==== SUPPLIED MATERIAL
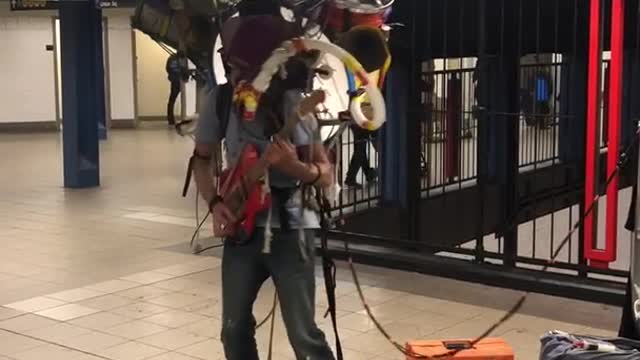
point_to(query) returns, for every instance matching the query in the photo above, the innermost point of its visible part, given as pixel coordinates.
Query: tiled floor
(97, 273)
========
==== SUPPLIED MATERIAL
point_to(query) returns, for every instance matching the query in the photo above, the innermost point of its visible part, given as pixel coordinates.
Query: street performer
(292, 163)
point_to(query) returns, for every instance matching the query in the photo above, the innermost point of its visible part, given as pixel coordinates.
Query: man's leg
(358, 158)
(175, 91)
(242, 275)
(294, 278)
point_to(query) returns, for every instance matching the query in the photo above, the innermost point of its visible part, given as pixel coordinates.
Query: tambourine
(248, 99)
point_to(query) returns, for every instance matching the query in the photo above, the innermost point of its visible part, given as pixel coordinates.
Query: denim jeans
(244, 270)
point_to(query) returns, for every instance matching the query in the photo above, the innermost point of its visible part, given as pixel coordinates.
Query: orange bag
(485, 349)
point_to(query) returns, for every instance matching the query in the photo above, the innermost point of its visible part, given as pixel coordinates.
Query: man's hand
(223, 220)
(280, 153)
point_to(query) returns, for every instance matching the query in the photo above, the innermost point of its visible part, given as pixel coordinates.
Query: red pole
========
■ **PROBLEM TO WORK ON**:
When you reach the line in the material above that holds "Query: orange bag", begin reproducing lines exactly, and stop after the line that holds "Query: red pole".

■ **REPLY TO THE TASK**:
Query: orange bag
(485, 349)
point_to(query) returns, for every instance matching the query in the photo above, the innermost point of its visible part, given as pixel coordinates.
Query: man's hand
(223, 220)
(280, 153)
point_to(query) returns, for every instance matching the query in the photo above, the innermost point of its visible part, given as pixel coordinates.
Query: red pole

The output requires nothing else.